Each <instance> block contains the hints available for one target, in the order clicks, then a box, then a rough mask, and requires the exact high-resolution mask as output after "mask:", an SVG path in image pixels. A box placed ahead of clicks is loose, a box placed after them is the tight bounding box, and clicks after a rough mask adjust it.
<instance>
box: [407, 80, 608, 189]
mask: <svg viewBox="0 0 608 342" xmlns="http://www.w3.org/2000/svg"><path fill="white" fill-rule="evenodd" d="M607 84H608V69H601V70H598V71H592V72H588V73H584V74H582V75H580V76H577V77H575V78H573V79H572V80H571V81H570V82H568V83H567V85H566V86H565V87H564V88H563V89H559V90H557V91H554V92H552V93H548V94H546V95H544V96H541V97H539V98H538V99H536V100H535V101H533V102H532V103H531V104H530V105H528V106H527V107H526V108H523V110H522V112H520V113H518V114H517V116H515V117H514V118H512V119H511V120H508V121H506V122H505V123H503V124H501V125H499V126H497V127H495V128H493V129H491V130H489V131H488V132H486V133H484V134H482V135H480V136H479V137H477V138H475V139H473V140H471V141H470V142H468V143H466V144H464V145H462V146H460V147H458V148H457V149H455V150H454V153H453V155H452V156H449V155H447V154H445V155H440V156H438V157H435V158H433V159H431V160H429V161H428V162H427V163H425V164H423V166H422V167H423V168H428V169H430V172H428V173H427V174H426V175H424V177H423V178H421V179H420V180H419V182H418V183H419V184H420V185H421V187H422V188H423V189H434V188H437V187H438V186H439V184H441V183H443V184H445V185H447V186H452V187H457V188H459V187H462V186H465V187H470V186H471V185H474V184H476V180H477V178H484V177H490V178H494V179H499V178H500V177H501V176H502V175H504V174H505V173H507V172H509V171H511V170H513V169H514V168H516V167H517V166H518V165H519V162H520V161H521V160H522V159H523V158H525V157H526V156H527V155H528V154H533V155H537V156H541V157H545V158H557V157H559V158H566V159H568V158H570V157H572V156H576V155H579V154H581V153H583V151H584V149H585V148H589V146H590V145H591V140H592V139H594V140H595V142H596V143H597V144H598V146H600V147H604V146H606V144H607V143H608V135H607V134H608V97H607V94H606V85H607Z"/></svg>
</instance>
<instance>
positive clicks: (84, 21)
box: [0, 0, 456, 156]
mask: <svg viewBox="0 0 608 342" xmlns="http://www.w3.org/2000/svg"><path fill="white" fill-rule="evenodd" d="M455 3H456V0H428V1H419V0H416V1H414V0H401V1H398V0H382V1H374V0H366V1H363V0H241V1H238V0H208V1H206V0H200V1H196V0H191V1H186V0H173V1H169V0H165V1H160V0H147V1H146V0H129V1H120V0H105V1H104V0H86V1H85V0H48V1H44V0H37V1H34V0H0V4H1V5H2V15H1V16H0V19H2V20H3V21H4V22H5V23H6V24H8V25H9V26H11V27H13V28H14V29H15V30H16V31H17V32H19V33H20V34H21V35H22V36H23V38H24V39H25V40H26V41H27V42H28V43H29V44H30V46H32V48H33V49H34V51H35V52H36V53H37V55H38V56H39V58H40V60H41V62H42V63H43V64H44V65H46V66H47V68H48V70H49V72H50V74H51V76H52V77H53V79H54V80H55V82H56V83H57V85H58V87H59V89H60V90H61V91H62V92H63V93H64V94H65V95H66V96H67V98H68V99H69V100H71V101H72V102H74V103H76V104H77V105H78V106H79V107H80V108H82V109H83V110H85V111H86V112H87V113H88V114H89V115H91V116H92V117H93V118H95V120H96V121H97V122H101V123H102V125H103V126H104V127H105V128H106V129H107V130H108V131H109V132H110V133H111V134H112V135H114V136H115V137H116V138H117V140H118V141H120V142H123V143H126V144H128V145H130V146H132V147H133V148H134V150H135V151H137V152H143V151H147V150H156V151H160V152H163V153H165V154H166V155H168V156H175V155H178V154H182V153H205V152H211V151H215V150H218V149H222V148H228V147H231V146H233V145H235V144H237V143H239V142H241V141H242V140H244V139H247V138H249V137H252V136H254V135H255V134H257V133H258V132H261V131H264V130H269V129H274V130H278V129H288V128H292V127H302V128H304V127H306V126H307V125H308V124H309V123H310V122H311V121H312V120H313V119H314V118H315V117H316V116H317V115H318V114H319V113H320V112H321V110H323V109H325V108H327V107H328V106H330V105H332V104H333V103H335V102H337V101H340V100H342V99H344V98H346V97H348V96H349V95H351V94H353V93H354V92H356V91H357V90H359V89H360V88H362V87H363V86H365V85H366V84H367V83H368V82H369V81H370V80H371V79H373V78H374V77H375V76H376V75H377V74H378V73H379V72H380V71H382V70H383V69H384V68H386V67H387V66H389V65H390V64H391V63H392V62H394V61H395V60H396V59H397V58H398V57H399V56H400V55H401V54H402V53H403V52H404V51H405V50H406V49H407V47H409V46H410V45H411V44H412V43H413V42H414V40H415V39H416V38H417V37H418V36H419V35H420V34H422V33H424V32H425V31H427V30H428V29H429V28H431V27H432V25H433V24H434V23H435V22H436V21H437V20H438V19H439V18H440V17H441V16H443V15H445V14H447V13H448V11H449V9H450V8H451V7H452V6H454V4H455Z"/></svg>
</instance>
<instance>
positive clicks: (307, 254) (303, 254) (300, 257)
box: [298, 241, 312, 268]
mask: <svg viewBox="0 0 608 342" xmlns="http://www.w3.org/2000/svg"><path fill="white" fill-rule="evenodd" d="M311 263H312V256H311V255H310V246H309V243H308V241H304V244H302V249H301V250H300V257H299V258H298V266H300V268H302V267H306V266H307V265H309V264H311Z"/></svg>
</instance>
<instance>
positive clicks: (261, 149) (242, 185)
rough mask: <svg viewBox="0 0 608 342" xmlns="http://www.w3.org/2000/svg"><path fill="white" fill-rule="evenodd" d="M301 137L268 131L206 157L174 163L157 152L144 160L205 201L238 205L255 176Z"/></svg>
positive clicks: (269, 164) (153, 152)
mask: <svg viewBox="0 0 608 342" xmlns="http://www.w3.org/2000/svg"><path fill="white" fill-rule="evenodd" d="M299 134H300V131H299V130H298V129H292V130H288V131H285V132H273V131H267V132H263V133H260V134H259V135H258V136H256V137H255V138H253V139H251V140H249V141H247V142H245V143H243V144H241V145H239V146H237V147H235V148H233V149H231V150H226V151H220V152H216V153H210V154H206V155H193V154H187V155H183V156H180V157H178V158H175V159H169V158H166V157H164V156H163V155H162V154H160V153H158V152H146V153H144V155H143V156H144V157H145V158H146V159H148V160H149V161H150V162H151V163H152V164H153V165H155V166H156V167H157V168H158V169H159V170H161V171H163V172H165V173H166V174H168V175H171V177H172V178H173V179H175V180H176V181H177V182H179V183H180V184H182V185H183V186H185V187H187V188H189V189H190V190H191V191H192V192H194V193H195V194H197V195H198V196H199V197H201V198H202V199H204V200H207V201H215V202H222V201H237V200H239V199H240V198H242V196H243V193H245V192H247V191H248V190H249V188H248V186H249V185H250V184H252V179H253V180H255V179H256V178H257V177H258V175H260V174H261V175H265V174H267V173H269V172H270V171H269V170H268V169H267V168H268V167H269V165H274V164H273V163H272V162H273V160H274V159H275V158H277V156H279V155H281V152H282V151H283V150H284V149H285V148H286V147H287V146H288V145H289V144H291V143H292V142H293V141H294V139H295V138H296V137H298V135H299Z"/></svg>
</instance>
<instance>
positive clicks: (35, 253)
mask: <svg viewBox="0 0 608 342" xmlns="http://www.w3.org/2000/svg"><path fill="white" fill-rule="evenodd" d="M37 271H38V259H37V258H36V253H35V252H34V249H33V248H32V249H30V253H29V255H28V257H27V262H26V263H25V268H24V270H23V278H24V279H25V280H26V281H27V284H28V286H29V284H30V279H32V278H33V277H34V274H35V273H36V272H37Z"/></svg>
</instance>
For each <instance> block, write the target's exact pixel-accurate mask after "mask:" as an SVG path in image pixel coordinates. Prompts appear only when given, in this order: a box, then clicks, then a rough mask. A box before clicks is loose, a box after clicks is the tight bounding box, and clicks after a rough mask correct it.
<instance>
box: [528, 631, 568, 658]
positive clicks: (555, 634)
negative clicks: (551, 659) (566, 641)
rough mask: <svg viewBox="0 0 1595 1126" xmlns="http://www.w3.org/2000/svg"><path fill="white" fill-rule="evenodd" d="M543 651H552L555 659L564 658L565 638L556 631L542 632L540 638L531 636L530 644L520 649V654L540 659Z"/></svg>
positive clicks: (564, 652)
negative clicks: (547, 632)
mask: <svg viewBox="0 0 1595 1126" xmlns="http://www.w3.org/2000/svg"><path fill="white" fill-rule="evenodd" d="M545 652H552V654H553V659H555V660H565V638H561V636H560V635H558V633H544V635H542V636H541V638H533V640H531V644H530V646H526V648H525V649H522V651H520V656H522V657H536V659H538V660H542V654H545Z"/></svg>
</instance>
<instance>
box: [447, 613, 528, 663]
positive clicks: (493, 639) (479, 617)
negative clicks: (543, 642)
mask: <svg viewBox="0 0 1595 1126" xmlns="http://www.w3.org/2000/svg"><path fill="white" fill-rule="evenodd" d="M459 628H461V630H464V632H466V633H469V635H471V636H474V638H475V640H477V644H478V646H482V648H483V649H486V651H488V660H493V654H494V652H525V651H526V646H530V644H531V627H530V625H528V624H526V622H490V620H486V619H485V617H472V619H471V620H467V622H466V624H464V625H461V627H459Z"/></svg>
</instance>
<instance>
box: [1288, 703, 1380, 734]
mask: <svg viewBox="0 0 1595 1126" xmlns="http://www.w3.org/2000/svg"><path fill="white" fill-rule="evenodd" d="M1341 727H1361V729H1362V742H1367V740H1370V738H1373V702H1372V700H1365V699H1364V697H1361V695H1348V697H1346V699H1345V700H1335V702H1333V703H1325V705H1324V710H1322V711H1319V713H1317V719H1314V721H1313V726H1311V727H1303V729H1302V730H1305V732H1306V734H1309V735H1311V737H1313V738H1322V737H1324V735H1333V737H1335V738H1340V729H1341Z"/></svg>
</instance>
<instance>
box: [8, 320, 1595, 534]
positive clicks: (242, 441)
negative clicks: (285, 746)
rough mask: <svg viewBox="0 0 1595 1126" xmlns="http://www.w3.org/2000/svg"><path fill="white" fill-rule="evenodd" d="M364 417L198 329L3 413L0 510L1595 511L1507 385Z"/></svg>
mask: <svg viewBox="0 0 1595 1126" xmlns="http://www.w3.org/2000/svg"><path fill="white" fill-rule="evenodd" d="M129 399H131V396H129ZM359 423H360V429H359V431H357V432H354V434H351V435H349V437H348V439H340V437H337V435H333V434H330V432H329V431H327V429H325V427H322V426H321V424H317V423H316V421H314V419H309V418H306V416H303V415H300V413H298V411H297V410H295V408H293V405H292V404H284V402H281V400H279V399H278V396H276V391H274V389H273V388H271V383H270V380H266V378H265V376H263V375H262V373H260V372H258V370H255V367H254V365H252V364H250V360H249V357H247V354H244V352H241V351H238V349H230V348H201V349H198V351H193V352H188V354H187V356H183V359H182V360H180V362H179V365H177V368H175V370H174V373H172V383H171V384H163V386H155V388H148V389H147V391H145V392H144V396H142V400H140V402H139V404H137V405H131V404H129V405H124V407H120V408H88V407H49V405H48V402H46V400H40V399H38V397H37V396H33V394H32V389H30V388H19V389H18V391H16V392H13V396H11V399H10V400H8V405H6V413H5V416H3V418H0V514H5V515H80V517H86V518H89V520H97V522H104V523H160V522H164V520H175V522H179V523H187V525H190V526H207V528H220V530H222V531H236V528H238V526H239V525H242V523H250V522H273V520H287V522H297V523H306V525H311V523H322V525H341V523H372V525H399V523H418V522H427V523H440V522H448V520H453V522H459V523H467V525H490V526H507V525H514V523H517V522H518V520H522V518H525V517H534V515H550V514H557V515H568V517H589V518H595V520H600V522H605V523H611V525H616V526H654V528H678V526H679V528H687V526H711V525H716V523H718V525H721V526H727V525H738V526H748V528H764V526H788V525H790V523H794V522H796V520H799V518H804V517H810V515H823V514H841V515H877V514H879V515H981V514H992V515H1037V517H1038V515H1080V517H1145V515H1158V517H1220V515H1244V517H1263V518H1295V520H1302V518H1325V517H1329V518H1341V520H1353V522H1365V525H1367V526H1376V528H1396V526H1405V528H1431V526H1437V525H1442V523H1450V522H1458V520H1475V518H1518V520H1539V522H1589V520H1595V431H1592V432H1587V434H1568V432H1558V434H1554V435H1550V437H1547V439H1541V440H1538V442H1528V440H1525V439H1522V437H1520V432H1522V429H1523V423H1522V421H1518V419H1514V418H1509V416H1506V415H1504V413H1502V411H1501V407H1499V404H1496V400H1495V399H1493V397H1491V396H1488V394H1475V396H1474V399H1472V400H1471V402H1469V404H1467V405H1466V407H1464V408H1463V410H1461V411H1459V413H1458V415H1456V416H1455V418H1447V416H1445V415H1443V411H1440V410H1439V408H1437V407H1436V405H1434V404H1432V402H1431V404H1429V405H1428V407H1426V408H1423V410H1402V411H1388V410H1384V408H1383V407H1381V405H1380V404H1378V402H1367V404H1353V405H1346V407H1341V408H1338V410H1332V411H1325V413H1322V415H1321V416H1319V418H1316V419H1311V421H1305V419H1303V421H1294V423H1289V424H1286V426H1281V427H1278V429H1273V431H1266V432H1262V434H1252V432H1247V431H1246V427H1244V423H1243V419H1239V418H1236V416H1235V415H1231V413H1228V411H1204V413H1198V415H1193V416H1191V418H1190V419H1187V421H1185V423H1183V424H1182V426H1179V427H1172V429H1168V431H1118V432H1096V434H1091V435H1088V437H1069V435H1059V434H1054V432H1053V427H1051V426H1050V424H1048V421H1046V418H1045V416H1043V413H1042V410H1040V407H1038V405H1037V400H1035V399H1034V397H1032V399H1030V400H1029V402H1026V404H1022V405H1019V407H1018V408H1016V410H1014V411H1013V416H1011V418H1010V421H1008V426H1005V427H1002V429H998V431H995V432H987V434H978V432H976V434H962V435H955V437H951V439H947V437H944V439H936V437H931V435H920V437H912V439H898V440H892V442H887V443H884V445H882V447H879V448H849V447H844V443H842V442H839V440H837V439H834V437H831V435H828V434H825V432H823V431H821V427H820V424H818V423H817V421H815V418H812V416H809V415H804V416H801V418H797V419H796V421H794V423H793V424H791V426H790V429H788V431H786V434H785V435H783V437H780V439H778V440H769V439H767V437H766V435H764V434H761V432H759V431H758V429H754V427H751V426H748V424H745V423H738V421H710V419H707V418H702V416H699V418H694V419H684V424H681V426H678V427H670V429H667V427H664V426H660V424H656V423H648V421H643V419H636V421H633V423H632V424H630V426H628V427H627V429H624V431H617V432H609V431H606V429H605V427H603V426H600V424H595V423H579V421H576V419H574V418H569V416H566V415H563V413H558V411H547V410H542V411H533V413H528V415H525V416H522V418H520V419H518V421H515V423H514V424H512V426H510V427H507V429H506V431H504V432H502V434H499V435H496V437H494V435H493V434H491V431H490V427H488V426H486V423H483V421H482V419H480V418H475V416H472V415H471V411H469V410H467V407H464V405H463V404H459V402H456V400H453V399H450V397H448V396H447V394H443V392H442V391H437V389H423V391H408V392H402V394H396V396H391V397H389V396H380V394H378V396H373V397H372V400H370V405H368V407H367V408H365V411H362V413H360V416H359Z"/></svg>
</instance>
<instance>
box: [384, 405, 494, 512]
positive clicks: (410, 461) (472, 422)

TASK ITEM
Search the listing for the word "after". Copy every line in which it occurs.

ANSWER SECTION
Each <instance> block contains the hints available for one target, in the order clicks, then a box, then a rough mask, and requires the exact high-resolution mask as output after "mask:", an SVG path in image pixels. A box placed ahead of clicks is loose, a box placed after them is the tight bounding box, and clicks after a rough mask adjust it.
For each <instance> block, write the target's exact pixel-accurate mask after "mask:" as an SVG path in image pixel coordinates. Prompts appear only when given, in this order: a box, then clicks, then a rough mask. A box before clicks is loose, a box after clicks is the tight bounding box, and clicks after a rough mask correct it.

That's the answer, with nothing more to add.